# GIVEN EXERCISE:
Set out every line of the items below as a numbered list, skipping any blank lines.

# PROVIDED RECORDS:
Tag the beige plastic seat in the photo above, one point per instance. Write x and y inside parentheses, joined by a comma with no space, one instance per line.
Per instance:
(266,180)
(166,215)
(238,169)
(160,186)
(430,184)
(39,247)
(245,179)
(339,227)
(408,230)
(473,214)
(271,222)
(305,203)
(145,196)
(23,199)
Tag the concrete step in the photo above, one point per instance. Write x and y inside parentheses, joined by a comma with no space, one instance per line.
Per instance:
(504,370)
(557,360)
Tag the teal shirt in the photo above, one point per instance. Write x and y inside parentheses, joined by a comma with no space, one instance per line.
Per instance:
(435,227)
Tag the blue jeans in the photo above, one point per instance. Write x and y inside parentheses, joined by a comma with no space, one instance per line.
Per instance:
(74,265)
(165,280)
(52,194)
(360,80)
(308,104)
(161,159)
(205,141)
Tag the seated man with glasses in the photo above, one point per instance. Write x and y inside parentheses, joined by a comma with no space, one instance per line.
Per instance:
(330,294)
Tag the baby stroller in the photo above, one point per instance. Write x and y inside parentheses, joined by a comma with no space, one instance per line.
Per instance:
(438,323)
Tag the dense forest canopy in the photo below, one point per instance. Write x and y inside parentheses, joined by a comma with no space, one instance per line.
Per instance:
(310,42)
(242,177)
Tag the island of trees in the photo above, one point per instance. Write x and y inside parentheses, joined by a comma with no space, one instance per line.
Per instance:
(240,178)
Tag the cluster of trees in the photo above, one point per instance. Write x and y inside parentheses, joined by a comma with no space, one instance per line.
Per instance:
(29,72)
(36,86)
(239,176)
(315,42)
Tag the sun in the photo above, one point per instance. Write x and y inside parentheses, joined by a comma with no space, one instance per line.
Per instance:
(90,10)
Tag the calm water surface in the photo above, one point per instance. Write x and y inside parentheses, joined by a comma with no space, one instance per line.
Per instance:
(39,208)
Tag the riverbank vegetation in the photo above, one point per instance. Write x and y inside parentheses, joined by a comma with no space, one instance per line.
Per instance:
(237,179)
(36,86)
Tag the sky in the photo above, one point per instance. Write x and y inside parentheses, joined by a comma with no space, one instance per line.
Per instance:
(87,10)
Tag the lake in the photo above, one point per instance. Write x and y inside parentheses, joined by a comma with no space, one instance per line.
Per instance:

# RESULT:
1. Tag the beige plastic seat in the photo above, one point per instance. Write x and y inside parentheses, joined by a comma with no space, one instance per line.
2. Per instance:
3. (266,180)
4. (166,215)
5. (238,169)
6. (160,186)
7. (430,184)
8. (39,247)
9. (245,179)
10. (339,227)
11. (408,230)
12. (473,214)
13. (271,222)
14. (305,203)
15. (145,196)
16. (23,199)
17. Tag the concrete step in the photo above, one point per instance. Write x and y inside parentheses, joined by a comma with no space, one instance per line.
18. Per instance:
19. (504,370)
20. (557,360)
21. Tag the teal shirt in the photo above, one point per instance. Write x and y inside parentheses, joined by a comma with no space, one instance per line.
22. Per instance:
23. (435,227)
24. Tag the blue jeans in the photo above, one point per instance. Write x and y inside parentheses, joined by a comma with no space, one instance per line.
25. Per instance:
26. (74,265)
27. (165,280)
28. (52,194)
29. (360,80)
30. (308,104)
31. (161,159)
32. (205,141)
33. Tag the seated man with glasses in the photo above, one point per instance. Write x and y inside parentheses, joined by a comma with no space, one instance per line.
34. Per instance:
35. (330,294)
36. Tag the baby stroller in the photo above, one point per instance. Write x and y inside parentheses, joined by a comma with no space, one instance per line.
37. Per instance:
38. (438,323)
39. Tag the dense forest canopy in the photo below, one point per instance. Write x and y inside parentheses, joined by a comma with no space, one instance per line.
40. Per instance:
41. (310,42)
42. (242,177)
43. Tag the island of trees in the photo above, one point per instance. Write x and y inside parentheses, joined by a comma with no space, one instance per line.
44. Per instance:
45. (240,178)
46. Tag the cluster of trees in the photo above, one point per instance. Write x and y inside parentheses, joined by a comma with no space, one instance per line.
47. Per instance:
48. (29,72)
49. (36,86)
50. (239,176)
51. (315,42)
52. Tag the sun in the photo above, one point per instance. Write x and y inside parentheses, joined by a comma with no space, one instance per line.
53. Per instance:
54. (90,10)
55. Tag the calm water surface in the photo above, one point per instance. Write x and y inside parentheses, joined by a comma with no space, one instance per line.
56. Per instance:
57. (39,208)
58. Tag the riverbank vegetation in the photo above, one point per instance. Write x and y inside parentheses, joined by a comma with no space, one instance per line.
59. Per instance:
60. (237,179)
61. (36,86)
62. Tag the sky in the photo above, one point per instance. Write x and y inside parentheses, joined by a comma with no space, one instance per line.
63. Per instance:
64. (87,10)
65. Tag the lake in the photo above, one point per instance. Write x and y inside parentheses, joined by a comma with no space, one instance per line.
66. Per instance:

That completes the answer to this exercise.